▶ [WORK REQUIRED]: Turn each line of the entries below into a row of a Markdown table with two columns, "Row" for its number and "Line" for its text. Skip blank lines and leave out the pictures.

### WORKING DATA ###

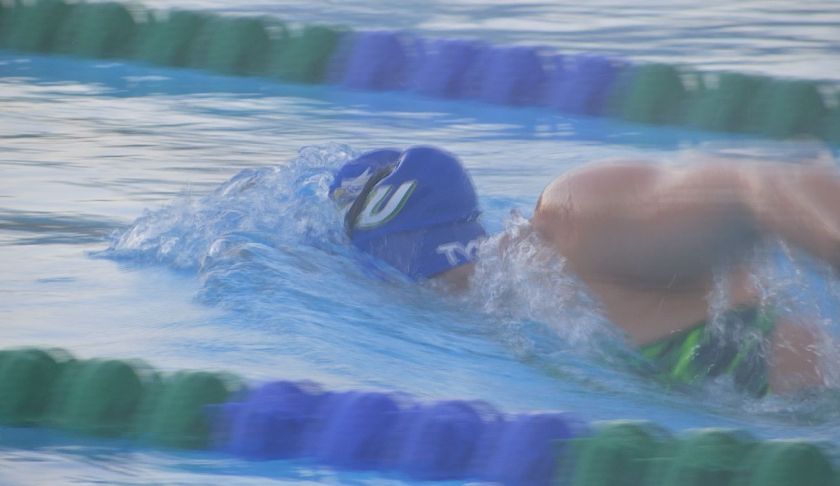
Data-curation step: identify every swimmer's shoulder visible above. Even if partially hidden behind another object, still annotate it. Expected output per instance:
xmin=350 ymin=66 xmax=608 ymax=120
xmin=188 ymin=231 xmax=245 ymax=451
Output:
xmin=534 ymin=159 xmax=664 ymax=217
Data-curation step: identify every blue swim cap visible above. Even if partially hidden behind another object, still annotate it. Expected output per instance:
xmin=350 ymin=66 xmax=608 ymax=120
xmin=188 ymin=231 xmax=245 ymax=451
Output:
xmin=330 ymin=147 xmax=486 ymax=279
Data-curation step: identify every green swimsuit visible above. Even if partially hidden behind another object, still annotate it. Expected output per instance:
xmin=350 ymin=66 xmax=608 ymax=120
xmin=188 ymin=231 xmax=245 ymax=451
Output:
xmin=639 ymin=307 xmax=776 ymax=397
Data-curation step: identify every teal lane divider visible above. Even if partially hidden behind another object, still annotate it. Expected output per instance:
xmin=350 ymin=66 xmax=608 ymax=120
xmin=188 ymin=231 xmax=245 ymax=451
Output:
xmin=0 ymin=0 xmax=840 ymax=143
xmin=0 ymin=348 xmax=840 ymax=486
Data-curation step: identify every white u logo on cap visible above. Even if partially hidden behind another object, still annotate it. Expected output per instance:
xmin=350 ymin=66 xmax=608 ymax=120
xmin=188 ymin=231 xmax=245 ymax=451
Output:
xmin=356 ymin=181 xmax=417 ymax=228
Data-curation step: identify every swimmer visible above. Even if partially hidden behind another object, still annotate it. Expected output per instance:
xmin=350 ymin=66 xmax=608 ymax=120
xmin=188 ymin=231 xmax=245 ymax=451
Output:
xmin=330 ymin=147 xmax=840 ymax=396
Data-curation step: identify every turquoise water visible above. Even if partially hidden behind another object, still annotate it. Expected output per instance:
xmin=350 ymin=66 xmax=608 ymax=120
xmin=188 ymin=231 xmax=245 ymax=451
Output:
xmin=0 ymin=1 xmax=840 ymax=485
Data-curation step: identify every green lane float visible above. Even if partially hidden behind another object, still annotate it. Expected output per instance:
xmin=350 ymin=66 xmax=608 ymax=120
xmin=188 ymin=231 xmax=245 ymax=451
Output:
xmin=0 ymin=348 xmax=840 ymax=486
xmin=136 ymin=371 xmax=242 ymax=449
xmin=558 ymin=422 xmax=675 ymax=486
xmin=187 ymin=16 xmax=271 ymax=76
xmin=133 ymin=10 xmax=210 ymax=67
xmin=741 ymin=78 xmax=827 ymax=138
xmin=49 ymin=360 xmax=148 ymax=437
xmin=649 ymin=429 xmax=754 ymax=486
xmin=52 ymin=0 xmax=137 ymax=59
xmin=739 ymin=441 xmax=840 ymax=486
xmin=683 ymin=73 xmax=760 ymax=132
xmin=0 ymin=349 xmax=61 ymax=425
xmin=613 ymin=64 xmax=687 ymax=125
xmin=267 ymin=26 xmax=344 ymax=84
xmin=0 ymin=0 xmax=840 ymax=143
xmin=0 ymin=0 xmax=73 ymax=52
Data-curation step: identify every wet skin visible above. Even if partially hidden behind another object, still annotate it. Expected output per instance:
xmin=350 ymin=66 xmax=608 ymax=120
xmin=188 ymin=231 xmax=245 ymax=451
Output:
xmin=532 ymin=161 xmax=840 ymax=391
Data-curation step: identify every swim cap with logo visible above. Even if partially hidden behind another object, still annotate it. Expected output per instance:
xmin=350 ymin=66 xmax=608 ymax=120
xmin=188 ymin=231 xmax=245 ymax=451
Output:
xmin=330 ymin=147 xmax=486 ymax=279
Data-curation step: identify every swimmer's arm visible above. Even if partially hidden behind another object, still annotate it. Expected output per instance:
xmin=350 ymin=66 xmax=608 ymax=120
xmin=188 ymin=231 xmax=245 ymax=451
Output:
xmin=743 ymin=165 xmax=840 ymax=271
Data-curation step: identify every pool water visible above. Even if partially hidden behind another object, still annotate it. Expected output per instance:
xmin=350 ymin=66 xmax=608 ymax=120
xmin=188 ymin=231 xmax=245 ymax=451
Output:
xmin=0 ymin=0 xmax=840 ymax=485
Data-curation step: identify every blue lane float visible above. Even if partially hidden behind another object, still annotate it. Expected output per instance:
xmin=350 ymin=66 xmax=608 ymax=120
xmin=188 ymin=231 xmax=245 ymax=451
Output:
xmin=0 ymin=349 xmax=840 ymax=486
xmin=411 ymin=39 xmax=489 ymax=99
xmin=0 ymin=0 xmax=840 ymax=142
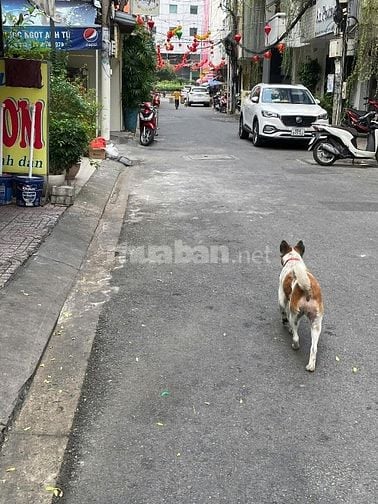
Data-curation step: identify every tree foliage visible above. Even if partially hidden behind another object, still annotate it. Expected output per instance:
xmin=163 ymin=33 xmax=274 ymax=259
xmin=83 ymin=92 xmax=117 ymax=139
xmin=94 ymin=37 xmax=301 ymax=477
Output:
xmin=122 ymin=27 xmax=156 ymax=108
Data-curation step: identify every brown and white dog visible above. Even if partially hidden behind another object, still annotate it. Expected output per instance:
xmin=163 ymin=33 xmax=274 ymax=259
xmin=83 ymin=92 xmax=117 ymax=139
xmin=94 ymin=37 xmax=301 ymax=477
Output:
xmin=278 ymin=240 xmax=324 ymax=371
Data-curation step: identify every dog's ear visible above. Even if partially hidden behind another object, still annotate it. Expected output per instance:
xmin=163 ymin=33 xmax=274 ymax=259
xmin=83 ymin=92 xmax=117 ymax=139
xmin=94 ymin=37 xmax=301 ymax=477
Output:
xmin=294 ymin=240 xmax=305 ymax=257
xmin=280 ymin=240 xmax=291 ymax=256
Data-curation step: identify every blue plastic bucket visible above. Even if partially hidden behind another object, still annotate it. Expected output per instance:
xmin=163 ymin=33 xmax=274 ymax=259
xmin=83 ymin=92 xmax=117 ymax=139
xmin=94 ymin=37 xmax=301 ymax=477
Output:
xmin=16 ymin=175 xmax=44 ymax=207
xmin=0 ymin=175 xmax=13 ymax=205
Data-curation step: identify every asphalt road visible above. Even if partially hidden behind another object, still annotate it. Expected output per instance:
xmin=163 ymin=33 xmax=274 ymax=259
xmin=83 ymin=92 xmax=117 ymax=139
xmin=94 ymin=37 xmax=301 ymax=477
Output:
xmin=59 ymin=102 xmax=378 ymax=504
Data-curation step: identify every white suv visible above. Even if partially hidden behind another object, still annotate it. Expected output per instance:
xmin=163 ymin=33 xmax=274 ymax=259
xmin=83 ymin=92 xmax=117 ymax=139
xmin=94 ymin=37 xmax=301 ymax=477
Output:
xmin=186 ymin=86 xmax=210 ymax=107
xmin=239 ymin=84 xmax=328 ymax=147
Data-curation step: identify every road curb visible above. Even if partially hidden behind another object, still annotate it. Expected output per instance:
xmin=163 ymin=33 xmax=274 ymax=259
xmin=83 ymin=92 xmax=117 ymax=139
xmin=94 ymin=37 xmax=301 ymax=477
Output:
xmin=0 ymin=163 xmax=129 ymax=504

###

▶ [EXERCISE SOLUTION]:
| Row | Line |
|---|---|
| 1 | Data-curation step: identify every swimmer's shoulder visible above. Even if partially hidden behind another object, still annotate it. Expected output per instance: |
| 2 | xmin=350 ymin=66 xmax=608 ymax=120 |
| 3 | xmin=188 ymin=231 xmax=245 ymax=451 |
| 4 | Output: |
| 5 | xmin=534 ymin=159 xmax=664 ymax=217 |
| 6 | Data-curation step: identify every blue swim cap visible above. Even if partially hidden behind another object, still annotate it. Expected output per instance: |
| 7 | xmin=350 ymin=66 xmax=608 ymax=120 |
| 8 | xmin=188 ymin=231 xmax=245 ymax=451 |
| 9 | Output: |
| 10 | xmin=330 ymin=147 xmax=486 ymax=279 |
| 11 | Data-curation step: identify every green swimsuit visible above. Even if partially hidden behind another object, still annotate it. Expected output per instance: |
| 12 | xmin=350 ymin=66 xmax=608 ymax=120 |
| 13 | xmin=188 ymin=231 xmax=245 ymax=451 |
| 14 | Output: |
| 15 | xmin=639 ymin=307 xmax=776 ymax=397 |
| 16 | Data-curation step: identify every teal lane divider visible above. Even if partially hidden behind another object, still annotate it. Expected output per instance: |
| 17 | xmin=350 ymin=66 xmax=608 ymax=120 |
| 18 | xmin=188 ymin=231 xmax=245 ymax=451 |
| 19 | Output: |
| 20 | xmin=0 ymin=0 xmax=840 ymax=143 |
| 21 | xmin=0 ymin=348 xmax=840 ymax=486 |
| 22 | Data-curation step: identify every white u logo on cap visible above. Even if partially hidden behind another object, still annotate it. Expected output per instance: |
| 23 | xmin=350 ymin=66 xmax=608 ymax=120 |
| 24 | xmin=188 ymin=231 xmax=245 ymax=451 |
| 25 | Output: |
| 26 | xmin=356 ymin=181 xmax=417 ymax=228 |
| 27 | Data-curation step: identify every swimmer visible above. Even if partially hidden behind another object, still annotate it. Expected output per instance: |
| 28 | xmin=350 ymin=66 xmax=608 ymax=120 |
| 29 | xmin=188 ymin=231 xmax=245 ymax=451 |
| 30 | Output: |
| 31 | xmin=330 ymin=147 xmax=840 ymax=396 |
| 32 | Data-curation step: identify every turquoise water visible above. Even if partially hidden behind another object, still annotate it. Expected output per instance: |
| 33 | xmin=350 ymin=66 xmax=608 ymax=120 |
| 34 | xmin=188 ymin=231 xmax=245 ymax=451 |
| 35 | Output: |
| 36 | xmin=0 ymin=1 xmax=840 ymax=485 |
| 37 | Data-curation step: identify every green lane float visible above. Even if partially hidden behind another object, still annotate it. Expected output per instance: |
| 38 | xmin=350 ymin=66 xmax=608 ymax=120 |
| 39 | xmin=188 ymin=231 xmax=245 ymax=451 |
| 40 | Output: |
| 41 | xmin=0 ymin=348 xmax=840 ymax=486 |
| 42 | xmin=136 ymin=371 xmax=242 ymax=449 |
| 43 | xmin=558 ymin=422 xmax=675 ymax=486 |
| 44 | xmin=187 ymin=16 xmax=271 ymax=76 |
| 45 | xmin=133 ymin=10 xmax=210 ymax=67 |
| 46 | xmin=741 ymin=78 xmax=827 ymax=138 |
| 47 | xmin=49 ymin=360 xmax=148 ymax=437 |
| 48 | xmin=649 ymin=429 xmax=754 ymax=486 |
| 49 | xmin=52 ymin=0 xmax=137 ymax=59 |
| 50 | xmin=739 ymin=441 xmax=840 ymax=486 |
| 51 | xmin=683 ymin=73 xmax=760 ymax=132 |
| 52 | xmin=0 ymin=349 xmax=61 ymax=425 |
| 53 | xmin=613 ymin=64 xmax=687 ymax=125 |
| 54 | xmin=267 ymin=26 xmax=344 ymax=84 |
| 55 | xmin=0 ymin=0 xmax=840 ymax=143 |
| 56 | xmin=0 ymin=0 xmax=73 ymax=52 |
| 57 | Data-curation step: identify every wet skin visible above. Even if partially hidden behind another object, still annotate it. Expected output per instance: |
| 58 | xmin=350 ymin=66 xmax=608 ymax=120 |
| 59 | xmin=188 ymin=231 xmax=245 ymax=451 |
| 60 | Output: |
| 61 | xmin=532 ymin=161 xmax=840 ymax=391 |
| 62 | Data-curation step: identify every swim cap with logo visible above. Even if partially hidden behind another object, still annotate it. Expected output per instance: |
| 63 | xmin=350 ymin=66 xmax=608 ymax=120 |
| 64 | xmin=188 ymin=231 xmax=245 ymax=451 |
| 65 | Output: |
| 66 | xmin=330 ymin=147 xmax=486 ymax=279 |
| 67 | Data-curation step: identify every swimmer's arm visible above. Even if partially hidden behind another object, still annotate it. Expected output per instance: |
| 68 | xmin=350 ymin=66 xmax=608 ymax=120 |
| 69 | xmin=188 ymin=231 xmax=245 ymax=451 |
| 70 | Output: |
| 71 | xmin=743 ymin=165 xmax=840 ymax=271 |
| 72 | Data-curation step: identify every pool water visible above. Even if partially hidden behind another object, still annotate it. Expected output per instance: |
| 73 | xmin=350 ymin=66 xmax=608 ymax=120 |
| 74 | xmin=188 ymin=231 xmax=245 ymax=451 |
| 75 | Output: |
| 76 | xmin=0 ymin=0 xmax=840 ymax=485 |
| 77 | Data-curation step: identify every blue lane float visible above. Even if partially hidden behind another object, still annotate it. Expected output per instance: |
| 78 | xmin=350 ymin=66 xmax=608 ymax=120 |
| 79 | xmin=188 ymin=231 xmax=245 ymax=451 |
| 80 | Output: |
| 81 | xmin=0 ymin=349 xmax=840 ymax=486 |
| 82 | xmin=411 ymin=39 xmax=489 ymax=99 |
| 83 | xmin=0 ymin=0 xmax=840 ymax=142 |
| 84 | Data-curation step: identify every tree foliage visible above. Even if partially hidden behind another object, still annotate it. Expected output per instance: |
| 85 | xmin=163 ymin=33 xmax=274 ymax=259 |
| 86 | xmin=83 ymin=92 xmax=117 ymax=139 |
| 87 | xmin=94 ymin=37 xmax=301 ymax=477 |
| 88 | Output: |
| 89 | xmin=122 ymin=27 xmax=156 ymax=108 |
| 90 | Data-curation step: identify every brown and white dog visible above. Even if partially hidden behind another object, still annotate it. Expected output per instance: |
| 91 | xmin=163 ymin=33 xmax=274 ymax=259 |
| 92 | xmin=83 ymin=92 xmax=117 ymax=139 |
| 93 | xmin=94 ymin=37 xmax=301 ymax=477 |
| 94 | Output: |
| 95 | xmin=278 ymin=240 xmax=324 ymax=371 |
| 96 | Data-curation step: identify every dog's ear visible above. Even if partially hidden behind another object, still annotate it. Expected output per instance: |
| 97 | xmin=163 ymin=33 xmax=274 ymax=259 |
| 98 | xmin=83 ymin=92 xmax=117 ymax=139 |
| 99 | xmin=94 ymin=37 xmax=301 ymax=477 |
| 100 | Output: |
| 101 | xmin=294 ymin=240 xmax=305 ymax=257 |
| 102 | xmin=280 ymin=240 xmax=291 ymax=256 |
| 103 | Data-curation step: identify every blue plastic bucket visible above. Even if partially hidden behind another object, still annotate it. Expected output per instance: |
| 104 | xmin=163 ymin=33 xmax=274 ymax=259 |
| 105 | xmin=83 ymin=92 xmax=117 ymax=139 |
| 106 | xmin=94 ymin=37 xmax=301 ymax=477 |
| 107 | Output: |
| 108 | xmin=16 ymin=175 xmax=44 ymax=207 |
| 109 | xmin=0 ymin=175 xmax=13 ymax=205 |
| 110 | Data-curation step: identify every asphalt road visible above. Even if partially hidden behind another object, still annotate it. Expected output per instance: |
| 111 | xmin=163 ymin=33 xmax=274 ymax=259 |
| 112 | xmin=83 ymin=92 xmax=117 ymax=139 |
| 113 | xmin=94 ymin=37 xmax=301 ymax=477 |
| 114 | Output: |
| 115 | xmin=59 ymin=102 xmax=378 ymax=504 |
| 116 | Data-curation step: identify every white suv visible above. Even if partially hidden behind another object, still annotate it. Expected output per instance: |
| 117 | xmin=163 ymin=33 xmax=274 ymax=259 |
| 118 | xmin=83 ymin=92 xmax=117 ymax=139 |
| 119 | xmin=94 ymin=37 xmax=301 ymax=477 |
| 120 | Output: |
| 121 | xmin=186 ymin=86 xmax=210 ymax=107 |
| 122 | xmin=239 ymin=84 xmax=328 ymax=147 |
| 123 | Data-curation step: identify every road curb visible above. Even if partially hidden behind another object, still annotate it. Expected output per instance: |
| 124 | xmin=163 ymin=33 xmax=274 ymax=259 |
| 125 | xmin=83 ymin=92 xmax=117 ymax=139 |
| 126 | xmin=94 ymin=37 xmax=301 ymax=477 |
| 127 | Output: |
| 128 | xmin=0 ymin=163 xmax=129 ymax=504 |